> [WHAT THE EXERCISE ASKS]: Reproduce every line of the listing below without any changes.

>> BEGIN

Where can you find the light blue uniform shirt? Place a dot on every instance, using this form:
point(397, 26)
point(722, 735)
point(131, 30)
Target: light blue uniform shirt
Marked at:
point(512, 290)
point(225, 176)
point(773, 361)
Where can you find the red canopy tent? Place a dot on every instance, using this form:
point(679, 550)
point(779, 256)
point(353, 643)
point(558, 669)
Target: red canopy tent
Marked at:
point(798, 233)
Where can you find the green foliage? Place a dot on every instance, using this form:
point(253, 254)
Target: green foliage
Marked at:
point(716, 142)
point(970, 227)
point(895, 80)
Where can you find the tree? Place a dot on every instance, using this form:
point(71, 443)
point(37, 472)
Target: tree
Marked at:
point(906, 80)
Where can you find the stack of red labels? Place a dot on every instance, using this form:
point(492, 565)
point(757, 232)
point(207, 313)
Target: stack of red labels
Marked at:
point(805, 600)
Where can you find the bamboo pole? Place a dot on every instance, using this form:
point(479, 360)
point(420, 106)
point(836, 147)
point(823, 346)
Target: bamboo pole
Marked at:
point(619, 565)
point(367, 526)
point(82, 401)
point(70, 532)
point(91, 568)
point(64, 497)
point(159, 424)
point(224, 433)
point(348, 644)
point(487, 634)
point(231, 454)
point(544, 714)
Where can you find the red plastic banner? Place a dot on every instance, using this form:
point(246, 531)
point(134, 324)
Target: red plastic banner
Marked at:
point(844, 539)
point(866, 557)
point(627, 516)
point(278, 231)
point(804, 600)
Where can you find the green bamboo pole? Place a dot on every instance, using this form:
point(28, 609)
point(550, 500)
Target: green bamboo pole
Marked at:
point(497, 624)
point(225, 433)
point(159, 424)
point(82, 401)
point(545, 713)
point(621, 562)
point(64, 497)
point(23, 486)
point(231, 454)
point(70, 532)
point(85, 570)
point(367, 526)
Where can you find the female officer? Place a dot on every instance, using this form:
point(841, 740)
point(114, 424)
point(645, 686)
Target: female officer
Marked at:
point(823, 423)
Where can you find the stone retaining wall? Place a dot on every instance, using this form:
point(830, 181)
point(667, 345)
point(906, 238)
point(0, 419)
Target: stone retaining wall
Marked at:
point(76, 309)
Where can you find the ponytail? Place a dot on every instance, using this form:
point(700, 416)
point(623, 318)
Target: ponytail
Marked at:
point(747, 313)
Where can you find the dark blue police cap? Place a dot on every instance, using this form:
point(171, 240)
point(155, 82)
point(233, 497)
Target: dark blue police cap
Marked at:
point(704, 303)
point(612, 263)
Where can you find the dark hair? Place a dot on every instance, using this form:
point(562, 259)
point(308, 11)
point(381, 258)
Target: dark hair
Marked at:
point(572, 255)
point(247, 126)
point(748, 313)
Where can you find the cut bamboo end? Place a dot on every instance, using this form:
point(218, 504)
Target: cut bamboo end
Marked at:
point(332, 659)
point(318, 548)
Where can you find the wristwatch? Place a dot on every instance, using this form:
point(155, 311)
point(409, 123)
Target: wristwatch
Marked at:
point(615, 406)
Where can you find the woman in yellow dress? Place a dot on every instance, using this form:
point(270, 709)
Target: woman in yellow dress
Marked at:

>> END

> [SOLUTION FOR THIS PROBLEM]:
Where can you find the light blue uniform shirt? Place a dot on every instance, using this form:
point(397, 26)
point(722, 735)
point(131, 30)
Target: light blue uniform shirt
Marked at:
point(512, 290)
point(225, 176)
point(773, 361)
Where can you find the red canopy tent? Place a dot on every instance, using this form:
point(679, 550)
point(779, 256)
point(353, 643)
point(558, 669)
Target: red canopy tent
Marked at:
point(798, 233)
Where can you find the green foliage? Place a dot on every instance, using this form:
point(253, 254)
Target: green foliage
Marked at:
point(716, 142)
point(970, 227)
point(895, 80)
Where can you find the tree? Place a dot on every instance, using this form:
point(71, 443)
point(37, 472)
Target: tree
Marked at:
point(906, 80)
Where can you find the stack of red labels? Place a dot on every instance, using this form:
point(492, 565)
point(757, 232)
point(207, 313)
Target: stack of red labels
Marked at:
point(805, 600)
Where can you find the bamboo pole? Place a dot on every instance, using this form:
point(479, 360)
point(420, 106)
point(836, 147)
point(823, 346)
Target: bamboo pole
Marked at:
point(619, 565)
point(367, 526)
point(82, 401)
point(70, 532)
point(91, 568)
point(64, 497)
point(159, 424)
point(224, 433)
point(348, 644)
point(487, 634)
point(231, 454)
point(544, 714)
Where can you find the red plastic banner? Place a dot on every instance, using this form:
point(246, 531)
point(134, 324)
Target: red plastic banner
Marked at:
point(844, 539)
point(866, 557)
point(627, 516)
point(278, 231)
point(804, 600)
Where can you find the green bamboo pole? Place a dot on every instance, using this form:
point(28, 609)
point(550, 500)
Target: green bamboo pole
Marked at:
point(497, 624)
point(225, 433)
point(159, 424)
point(82, 401)
point(545, 713)
point(621, 562)
point(64, 497)
point(23, 486)
point(231, 454)
point(70, 532)
point(85, 570)
point(367, 526)
Where can you find the female officer? Place a dot on every instance, using this form:
point(841, 740)
point(114, 424)
point(645, 686)
Target: female officer
Marked at:
point(823, 423)
Where can you find the stone retaining wall? Place a dot on every instance, using this form:
point(830, 181)
point(667, 345)
point(906, 238)
point(0, 419)
Target: stone retaining wall
Marked at:
point(76, 309)
Where can you find the ponytail? Place a dot on every instance, using this form:
point(700, 416)
point(623, 318)
Target: ponytail
Marked at:
point(747, 313)
Where can you find the dark blue police cap? Place a dot on every instance, using this form:
point(171, 240)
point(155, 82)
point(233, 497)
Target: dark blue police cap
Marked at:
point(704, 303)
point(612, 263)
Where can you find the dark hair? Place a dot on every instance, using this form:
point(562, 259)
point(308, 11)
point(381, 258)
Target: dark hair
Marked at:
point(572, 255)
point(247, 126)
point(748, 313)
Where can you find the cut bamboo end? Place a dot on every instance, using this form:
point(218, 504)
Target: cut bamboo end
Marked at:
point(332, 659)
point(318, 548)
Where can you find the wristwatch? Place a dot on every instance, using this form:
point(155, 311)
point(409, 123)
Target: wristwatch
Marked at:
point(615, 406)
Where can you find the woman in yellow dress? Place a dot on every instance, using this form:
point(270, 709)
Target: woman in yellow dress
Marked at:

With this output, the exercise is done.